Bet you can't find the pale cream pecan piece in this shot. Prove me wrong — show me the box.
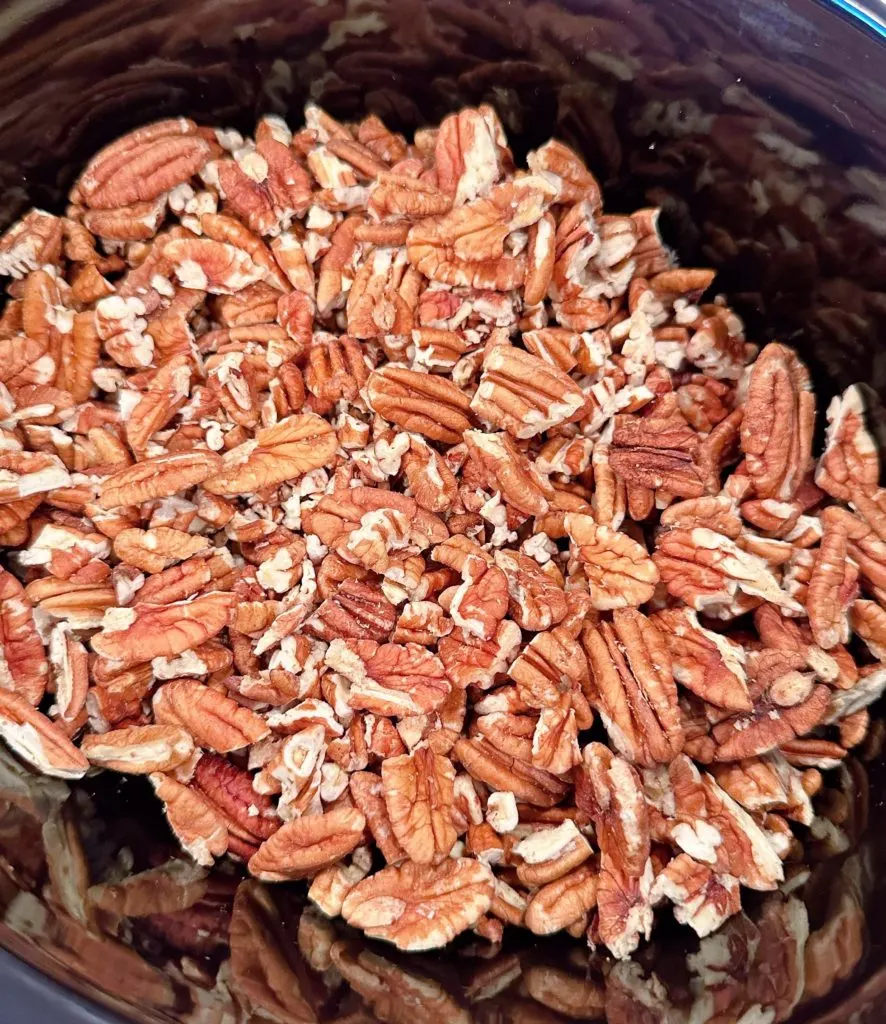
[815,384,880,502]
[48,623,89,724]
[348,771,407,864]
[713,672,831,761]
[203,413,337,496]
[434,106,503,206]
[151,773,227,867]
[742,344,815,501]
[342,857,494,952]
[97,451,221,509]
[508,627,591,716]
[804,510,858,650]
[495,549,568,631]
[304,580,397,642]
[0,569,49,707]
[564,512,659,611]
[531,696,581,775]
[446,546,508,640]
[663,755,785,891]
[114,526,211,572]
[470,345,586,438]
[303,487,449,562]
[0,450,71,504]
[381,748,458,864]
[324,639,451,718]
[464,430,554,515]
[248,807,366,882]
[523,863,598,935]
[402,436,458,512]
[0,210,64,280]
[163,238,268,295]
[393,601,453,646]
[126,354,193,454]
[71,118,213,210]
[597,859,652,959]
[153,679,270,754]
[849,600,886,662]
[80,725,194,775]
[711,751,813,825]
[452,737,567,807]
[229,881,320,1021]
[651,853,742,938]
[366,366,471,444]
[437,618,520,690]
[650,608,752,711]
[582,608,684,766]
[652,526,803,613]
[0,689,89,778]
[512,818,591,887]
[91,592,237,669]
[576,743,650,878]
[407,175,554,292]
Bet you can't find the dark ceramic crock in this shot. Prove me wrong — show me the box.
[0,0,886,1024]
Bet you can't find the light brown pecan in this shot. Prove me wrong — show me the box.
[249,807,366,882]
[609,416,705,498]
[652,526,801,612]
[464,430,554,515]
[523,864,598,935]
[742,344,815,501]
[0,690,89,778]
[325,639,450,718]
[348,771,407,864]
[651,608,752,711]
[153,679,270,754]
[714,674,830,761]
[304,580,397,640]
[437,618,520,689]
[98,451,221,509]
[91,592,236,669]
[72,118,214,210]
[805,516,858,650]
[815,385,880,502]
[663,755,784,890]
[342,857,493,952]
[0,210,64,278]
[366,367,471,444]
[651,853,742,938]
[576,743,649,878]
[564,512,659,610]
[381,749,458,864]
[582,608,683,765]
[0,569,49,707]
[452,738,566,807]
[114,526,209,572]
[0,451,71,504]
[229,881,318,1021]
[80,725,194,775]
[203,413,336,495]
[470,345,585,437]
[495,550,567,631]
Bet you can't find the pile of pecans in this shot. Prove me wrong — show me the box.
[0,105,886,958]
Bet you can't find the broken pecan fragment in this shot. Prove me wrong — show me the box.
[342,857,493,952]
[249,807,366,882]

--*--

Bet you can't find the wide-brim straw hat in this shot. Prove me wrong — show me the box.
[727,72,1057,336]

--*--

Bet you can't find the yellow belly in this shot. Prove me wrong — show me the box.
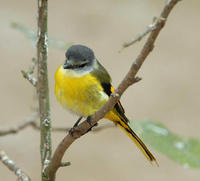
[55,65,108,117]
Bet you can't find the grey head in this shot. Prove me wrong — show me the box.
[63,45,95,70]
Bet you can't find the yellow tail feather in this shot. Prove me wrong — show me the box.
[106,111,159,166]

--*--

▶ **Problem details**:
From the listing above, pull out every line between the line holding "Bet you can't find the pale" and the line holding "[126,354,193,454]", inclusive, and reproduce them word for word. Leave out the pictures.

▶ **Response to the task**:
Bet you can't find the pale cream pecan piece in this shot. Prove me wrong — show me the box.
[815,384,880,502]
[48,623,89,724]
[348,771,407,864]
[713,672,831,761]
[203,413,337,496]
[434,106,503,206]
[151,773,227,867]
[742,344,815,501]
[342,857,494,952]
[97,451,221,509]
[508,627,591,716]
[804,510,858,650]
[495,549,568,631]
[304,580,397,642]
[0,569,49,707]
[564,512,659,611]
[531,696,581,775]
[446,546,508,640]
[663,755,785,891]
[114,526,211,572]
[470,345,586,438]
[303,487,449,562]
[0,450,71,504]
[381,748,458,864]
[324,639,451,718]
[464,430,554,515]
[248,807,366,882]
[523,863,598,935]
[402,436,458,512]
[0,210,64,280]
[163,238,268,295]
[393,601,453,646]
[126,354,193,454]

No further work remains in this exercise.